━━━━━ Records for processing

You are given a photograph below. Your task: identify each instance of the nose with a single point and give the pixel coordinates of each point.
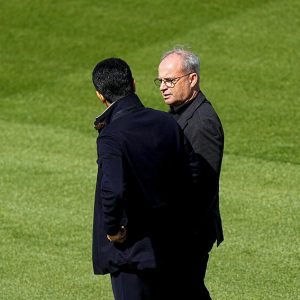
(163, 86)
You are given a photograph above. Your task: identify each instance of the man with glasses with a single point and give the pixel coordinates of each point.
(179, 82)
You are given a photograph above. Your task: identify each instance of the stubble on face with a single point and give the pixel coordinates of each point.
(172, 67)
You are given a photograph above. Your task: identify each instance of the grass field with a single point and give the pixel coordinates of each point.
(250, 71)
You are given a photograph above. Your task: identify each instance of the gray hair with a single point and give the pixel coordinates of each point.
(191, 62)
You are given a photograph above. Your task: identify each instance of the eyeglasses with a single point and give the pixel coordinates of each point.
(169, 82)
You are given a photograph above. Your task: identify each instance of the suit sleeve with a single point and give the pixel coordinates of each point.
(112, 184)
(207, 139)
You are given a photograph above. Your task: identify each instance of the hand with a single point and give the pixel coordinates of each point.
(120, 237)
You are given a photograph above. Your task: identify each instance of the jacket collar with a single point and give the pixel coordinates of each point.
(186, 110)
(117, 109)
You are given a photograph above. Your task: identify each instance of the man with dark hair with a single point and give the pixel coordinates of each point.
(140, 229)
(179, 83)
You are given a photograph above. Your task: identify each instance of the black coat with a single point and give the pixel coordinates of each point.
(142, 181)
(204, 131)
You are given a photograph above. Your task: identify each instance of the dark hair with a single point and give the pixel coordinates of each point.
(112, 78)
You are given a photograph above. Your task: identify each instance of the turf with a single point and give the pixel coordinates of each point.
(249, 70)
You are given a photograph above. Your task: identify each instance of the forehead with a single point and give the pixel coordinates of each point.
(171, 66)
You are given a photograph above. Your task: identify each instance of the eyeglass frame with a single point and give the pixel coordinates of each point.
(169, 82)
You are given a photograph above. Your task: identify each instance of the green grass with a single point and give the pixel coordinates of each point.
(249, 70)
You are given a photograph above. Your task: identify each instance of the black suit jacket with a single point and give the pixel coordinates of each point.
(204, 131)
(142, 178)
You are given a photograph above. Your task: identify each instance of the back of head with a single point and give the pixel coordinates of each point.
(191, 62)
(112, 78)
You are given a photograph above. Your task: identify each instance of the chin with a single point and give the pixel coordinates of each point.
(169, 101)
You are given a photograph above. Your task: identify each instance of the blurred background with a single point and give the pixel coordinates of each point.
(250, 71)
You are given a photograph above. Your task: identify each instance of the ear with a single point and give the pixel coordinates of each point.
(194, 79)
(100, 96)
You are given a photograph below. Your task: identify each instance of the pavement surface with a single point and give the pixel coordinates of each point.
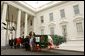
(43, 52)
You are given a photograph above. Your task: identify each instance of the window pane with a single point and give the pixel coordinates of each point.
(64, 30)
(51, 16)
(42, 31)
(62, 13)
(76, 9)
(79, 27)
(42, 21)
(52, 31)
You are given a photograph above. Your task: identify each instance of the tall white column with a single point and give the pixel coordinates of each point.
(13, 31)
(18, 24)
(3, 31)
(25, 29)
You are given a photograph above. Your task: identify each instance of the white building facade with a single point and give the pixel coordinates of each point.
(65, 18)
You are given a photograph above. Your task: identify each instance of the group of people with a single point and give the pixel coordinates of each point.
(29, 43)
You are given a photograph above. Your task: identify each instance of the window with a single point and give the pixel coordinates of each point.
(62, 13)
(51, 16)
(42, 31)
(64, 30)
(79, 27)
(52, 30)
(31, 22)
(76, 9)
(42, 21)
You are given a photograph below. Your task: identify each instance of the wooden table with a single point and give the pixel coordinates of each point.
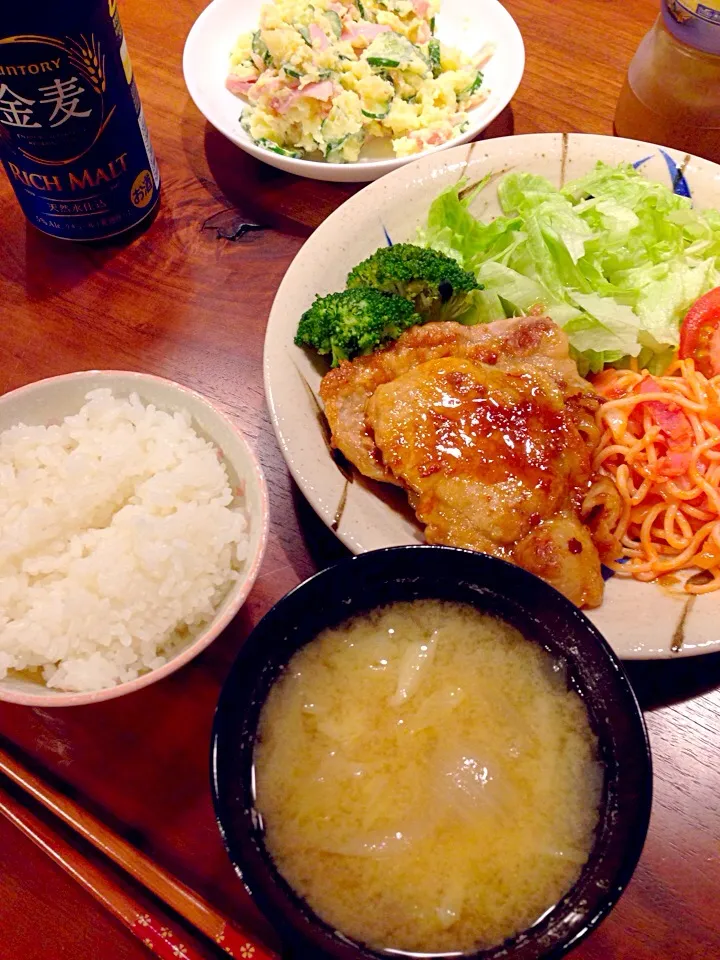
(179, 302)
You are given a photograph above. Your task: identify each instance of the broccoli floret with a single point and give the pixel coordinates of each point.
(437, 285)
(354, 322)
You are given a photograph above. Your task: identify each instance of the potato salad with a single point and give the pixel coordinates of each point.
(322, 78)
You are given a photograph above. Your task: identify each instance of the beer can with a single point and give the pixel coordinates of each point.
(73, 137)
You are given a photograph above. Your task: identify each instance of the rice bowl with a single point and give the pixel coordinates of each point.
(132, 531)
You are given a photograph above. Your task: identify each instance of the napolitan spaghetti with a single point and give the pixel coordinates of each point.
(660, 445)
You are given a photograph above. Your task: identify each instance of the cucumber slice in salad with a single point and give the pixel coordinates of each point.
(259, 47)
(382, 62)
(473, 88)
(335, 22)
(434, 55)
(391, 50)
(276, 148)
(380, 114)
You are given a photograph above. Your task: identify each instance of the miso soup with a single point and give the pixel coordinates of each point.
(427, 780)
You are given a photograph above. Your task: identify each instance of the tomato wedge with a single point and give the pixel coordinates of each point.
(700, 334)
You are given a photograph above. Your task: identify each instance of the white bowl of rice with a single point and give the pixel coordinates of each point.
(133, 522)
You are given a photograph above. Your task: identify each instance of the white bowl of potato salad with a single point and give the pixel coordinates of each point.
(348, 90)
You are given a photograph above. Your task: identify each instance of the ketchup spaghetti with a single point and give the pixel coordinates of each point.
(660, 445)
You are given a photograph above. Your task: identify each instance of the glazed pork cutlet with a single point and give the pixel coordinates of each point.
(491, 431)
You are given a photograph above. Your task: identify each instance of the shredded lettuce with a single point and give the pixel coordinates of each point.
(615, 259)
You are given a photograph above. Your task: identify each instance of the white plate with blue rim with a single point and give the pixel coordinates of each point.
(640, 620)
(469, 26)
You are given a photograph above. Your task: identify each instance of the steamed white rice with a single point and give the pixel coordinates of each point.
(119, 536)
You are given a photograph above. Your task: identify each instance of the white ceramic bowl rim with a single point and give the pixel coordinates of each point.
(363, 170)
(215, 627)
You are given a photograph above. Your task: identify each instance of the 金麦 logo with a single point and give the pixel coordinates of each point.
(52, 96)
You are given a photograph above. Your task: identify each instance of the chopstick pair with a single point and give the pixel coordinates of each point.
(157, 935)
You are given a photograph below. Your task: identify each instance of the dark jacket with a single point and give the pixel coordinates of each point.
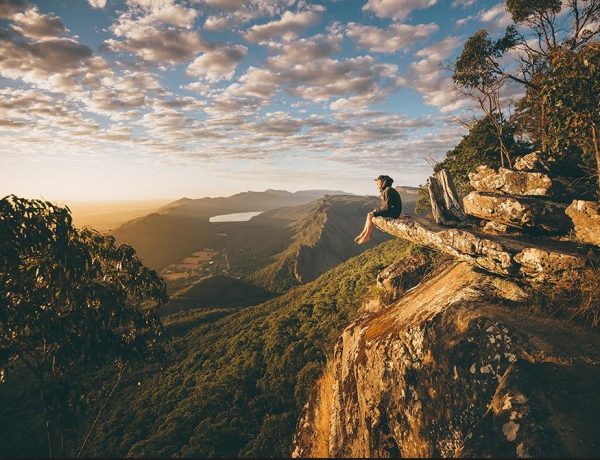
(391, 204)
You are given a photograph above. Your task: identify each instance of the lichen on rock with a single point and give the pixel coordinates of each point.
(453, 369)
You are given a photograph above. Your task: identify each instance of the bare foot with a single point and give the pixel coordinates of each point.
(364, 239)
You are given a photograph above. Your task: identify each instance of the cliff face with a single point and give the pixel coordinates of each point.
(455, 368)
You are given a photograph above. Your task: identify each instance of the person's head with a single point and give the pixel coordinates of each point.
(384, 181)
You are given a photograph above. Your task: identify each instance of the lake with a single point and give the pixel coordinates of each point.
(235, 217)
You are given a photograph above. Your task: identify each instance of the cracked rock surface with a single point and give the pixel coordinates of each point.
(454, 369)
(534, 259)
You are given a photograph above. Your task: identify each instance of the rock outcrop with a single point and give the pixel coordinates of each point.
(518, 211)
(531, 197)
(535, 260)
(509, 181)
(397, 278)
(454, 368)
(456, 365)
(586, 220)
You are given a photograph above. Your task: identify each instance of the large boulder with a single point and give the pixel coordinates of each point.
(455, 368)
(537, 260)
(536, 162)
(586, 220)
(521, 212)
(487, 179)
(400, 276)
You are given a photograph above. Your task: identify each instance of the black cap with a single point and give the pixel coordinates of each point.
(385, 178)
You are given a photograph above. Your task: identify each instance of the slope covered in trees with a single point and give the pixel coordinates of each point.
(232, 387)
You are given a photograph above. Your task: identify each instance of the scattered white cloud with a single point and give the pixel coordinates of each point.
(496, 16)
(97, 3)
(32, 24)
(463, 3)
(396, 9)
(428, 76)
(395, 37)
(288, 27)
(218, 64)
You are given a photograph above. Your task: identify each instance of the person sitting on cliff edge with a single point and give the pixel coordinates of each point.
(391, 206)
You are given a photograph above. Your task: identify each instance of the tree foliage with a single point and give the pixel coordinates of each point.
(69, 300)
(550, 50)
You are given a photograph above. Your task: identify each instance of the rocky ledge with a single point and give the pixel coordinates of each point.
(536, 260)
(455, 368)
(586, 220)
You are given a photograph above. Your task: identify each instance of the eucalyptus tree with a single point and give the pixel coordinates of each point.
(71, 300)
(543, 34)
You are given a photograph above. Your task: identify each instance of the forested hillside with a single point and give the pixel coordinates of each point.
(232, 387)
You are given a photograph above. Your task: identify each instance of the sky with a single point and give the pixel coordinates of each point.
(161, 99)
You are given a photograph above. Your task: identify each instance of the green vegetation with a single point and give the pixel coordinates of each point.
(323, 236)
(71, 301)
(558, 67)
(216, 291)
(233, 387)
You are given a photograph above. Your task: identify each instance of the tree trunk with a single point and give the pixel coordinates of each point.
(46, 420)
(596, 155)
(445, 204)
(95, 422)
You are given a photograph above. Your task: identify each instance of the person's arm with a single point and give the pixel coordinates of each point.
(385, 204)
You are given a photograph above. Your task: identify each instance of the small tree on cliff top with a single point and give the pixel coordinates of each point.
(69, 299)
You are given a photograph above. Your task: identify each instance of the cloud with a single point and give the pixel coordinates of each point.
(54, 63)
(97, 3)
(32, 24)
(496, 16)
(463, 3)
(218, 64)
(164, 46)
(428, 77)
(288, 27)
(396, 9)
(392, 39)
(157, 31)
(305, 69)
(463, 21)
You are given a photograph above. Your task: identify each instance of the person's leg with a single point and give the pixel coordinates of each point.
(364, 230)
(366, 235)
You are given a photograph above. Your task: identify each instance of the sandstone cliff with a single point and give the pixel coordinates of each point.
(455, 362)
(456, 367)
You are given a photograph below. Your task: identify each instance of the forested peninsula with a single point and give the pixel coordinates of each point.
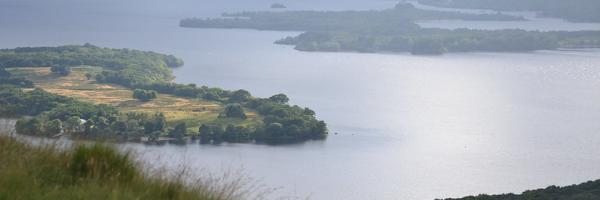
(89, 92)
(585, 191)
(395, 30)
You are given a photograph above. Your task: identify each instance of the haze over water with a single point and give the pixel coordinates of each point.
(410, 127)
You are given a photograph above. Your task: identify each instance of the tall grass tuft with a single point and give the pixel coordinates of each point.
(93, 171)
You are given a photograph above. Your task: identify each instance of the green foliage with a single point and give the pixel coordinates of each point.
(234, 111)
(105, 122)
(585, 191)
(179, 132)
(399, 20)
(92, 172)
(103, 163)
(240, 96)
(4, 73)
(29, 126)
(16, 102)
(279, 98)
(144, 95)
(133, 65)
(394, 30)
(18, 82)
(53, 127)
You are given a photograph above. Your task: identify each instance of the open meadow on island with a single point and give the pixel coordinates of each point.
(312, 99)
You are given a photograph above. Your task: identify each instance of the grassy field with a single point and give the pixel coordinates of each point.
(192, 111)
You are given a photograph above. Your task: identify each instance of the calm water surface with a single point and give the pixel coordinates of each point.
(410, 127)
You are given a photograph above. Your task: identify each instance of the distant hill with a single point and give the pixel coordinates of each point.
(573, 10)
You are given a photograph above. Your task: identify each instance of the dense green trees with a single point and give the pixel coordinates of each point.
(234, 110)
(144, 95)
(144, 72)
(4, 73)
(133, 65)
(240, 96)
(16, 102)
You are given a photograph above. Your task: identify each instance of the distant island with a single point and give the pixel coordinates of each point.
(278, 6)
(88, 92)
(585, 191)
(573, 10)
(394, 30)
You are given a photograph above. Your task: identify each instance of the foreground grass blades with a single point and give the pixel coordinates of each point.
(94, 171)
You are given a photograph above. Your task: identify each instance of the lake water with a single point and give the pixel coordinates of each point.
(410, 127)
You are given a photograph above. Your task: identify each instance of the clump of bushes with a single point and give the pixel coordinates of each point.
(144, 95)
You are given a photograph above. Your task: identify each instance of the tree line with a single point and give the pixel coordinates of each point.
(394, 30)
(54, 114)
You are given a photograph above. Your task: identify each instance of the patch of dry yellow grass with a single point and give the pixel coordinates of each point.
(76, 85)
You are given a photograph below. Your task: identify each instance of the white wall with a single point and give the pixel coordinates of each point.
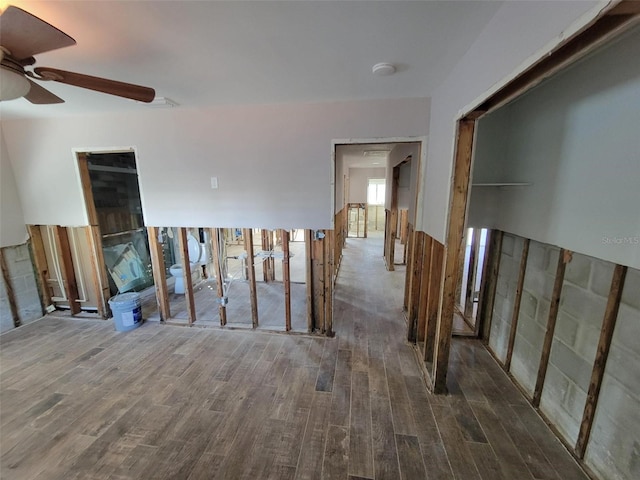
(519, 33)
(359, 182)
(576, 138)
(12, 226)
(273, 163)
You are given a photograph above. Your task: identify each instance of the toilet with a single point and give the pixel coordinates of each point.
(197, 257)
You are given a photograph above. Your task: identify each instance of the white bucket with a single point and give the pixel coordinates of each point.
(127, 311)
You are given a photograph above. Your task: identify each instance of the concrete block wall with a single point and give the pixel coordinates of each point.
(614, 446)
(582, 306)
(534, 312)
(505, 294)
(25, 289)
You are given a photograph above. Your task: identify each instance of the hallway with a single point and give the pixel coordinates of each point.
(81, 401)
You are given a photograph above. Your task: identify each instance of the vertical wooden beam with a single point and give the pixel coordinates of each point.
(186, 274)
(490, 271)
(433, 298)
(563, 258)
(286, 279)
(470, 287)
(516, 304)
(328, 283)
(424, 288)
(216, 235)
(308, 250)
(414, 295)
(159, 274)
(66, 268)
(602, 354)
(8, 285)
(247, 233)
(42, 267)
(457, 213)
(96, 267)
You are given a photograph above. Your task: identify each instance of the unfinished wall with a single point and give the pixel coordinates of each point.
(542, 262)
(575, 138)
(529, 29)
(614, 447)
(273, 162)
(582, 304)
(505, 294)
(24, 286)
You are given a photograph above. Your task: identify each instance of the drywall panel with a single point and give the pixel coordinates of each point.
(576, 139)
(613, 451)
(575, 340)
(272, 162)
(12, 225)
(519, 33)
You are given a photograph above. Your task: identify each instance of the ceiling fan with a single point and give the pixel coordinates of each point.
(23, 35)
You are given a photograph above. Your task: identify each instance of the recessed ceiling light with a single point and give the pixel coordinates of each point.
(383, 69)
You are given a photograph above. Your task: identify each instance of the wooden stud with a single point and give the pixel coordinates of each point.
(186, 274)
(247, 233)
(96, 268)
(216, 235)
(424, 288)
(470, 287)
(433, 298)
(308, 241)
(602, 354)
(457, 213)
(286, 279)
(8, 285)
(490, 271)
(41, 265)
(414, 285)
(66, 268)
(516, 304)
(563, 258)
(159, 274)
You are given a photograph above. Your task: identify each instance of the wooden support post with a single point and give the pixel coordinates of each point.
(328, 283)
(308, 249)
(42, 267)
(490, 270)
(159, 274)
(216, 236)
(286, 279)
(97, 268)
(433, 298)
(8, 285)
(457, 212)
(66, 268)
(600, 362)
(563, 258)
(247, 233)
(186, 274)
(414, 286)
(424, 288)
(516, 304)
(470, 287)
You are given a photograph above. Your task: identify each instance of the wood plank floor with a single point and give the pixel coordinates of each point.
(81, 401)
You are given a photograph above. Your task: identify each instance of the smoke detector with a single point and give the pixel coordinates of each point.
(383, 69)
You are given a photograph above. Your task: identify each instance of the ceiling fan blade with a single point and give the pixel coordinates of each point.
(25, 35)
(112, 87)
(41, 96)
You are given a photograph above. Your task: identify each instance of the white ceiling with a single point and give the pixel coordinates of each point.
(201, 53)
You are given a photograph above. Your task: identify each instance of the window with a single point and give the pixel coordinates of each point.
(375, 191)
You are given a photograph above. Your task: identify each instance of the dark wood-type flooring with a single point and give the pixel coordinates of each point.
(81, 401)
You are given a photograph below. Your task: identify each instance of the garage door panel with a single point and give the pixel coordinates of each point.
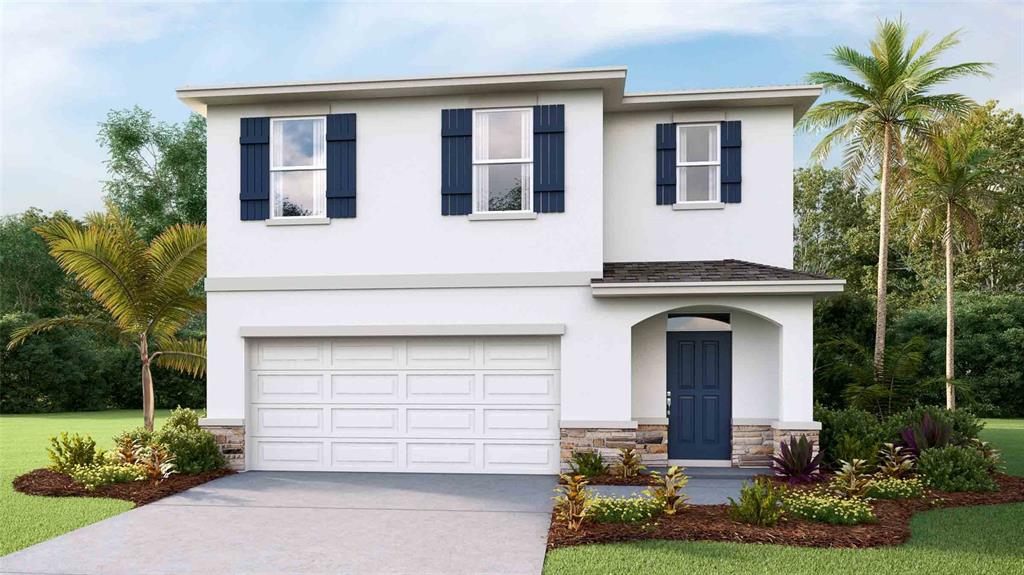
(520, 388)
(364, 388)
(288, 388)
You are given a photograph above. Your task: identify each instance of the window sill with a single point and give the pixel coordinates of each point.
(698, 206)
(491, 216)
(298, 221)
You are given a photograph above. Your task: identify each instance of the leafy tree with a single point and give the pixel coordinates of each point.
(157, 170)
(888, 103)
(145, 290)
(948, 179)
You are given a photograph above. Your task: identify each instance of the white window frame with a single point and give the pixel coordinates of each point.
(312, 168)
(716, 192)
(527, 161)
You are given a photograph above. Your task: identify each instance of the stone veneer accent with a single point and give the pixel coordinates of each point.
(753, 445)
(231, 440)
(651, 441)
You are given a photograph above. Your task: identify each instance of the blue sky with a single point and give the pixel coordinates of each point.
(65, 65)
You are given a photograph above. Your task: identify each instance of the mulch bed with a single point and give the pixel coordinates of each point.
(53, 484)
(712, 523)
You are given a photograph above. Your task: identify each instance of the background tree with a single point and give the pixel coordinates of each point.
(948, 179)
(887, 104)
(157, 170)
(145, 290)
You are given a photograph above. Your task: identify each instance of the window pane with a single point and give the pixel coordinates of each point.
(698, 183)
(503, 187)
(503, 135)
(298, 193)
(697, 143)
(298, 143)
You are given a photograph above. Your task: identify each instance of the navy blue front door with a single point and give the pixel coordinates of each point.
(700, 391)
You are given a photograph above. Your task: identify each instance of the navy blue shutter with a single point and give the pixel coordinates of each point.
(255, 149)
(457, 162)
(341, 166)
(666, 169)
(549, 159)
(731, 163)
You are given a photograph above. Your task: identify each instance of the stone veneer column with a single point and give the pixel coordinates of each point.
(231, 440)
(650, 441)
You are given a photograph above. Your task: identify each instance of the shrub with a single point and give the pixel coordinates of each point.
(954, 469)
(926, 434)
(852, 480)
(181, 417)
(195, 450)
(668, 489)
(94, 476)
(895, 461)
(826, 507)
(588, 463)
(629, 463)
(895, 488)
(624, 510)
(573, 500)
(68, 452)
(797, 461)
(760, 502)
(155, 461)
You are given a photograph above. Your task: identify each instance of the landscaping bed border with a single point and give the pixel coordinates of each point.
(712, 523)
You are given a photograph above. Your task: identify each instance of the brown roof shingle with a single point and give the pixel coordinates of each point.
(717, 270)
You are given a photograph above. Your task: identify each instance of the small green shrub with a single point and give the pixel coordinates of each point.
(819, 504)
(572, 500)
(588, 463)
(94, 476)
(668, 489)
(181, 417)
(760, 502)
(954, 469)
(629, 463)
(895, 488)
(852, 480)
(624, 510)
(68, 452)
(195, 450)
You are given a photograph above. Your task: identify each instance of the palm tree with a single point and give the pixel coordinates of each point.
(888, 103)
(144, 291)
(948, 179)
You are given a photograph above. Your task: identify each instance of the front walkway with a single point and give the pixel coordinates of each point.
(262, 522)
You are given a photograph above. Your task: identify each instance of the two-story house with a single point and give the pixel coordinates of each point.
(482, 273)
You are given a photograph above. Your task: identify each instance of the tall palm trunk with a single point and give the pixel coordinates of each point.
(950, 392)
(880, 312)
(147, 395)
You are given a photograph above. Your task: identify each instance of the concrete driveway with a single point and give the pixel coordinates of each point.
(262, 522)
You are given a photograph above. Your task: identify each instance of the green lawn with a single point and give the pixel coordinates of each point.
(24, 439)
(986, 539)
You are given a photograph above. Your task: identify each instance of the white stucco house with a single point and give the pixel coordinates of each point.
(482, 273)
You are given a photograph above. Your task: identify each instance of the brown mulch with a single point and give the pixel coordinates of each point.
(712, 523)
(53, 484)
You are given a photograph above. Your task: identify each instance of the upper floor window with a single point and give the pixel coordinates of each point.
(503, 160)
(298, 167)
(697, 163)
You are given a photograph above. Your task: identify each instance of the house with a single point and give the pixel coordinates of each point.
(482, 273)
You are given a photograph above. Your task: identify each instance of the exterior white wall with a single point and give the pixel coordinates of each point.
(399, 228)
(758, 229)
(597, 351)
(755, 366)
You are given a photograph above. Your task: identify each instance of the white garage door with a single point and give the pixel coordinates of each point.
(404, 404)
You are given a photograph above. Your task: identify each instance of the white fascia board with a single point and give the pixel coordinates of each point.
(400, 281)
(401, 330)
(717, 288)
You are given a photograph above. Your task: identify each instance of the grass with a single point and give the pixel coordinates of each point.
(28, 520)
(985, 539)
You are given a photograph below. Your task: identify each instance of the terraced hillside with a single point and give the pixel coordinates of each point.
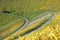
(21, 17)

━━━━━━━━━━

Only the lines from the one containing "of the house" through the last line of the records above should be repeated, exactly and without pictures.

You are given a photograph above. Your task: identify each instance of the house with a single point and give the pixel coordinates of each point.
(482, 273)
You are given a photograph above. Your task: identify each instance of the exterior white wall with a single point and give the pixel coordinates of each point.
(399, 228)
(758, 229)
(597, 351)
(755, 366)
You are given a photograph above. Your task: identify each instance of the white garage door with a single point and give the pixel coordinates of each point.
(404, 404)
You are given a photograph above. Your task: identify each instance of the white fascia board with a single point and give the pixel coordinates of each point.
(400, 281)
(401, 330)
(717, 288)
You are given a photograph above. Your task: identify each instance of the grass with a single point and give the pixel coordinates of each point.
(28, 520)
(985, 539)
You are given a photograph below. Your task: identify each instance of the terraced hillside with a single point and give the pixel coordinates of each point.
(21, 17)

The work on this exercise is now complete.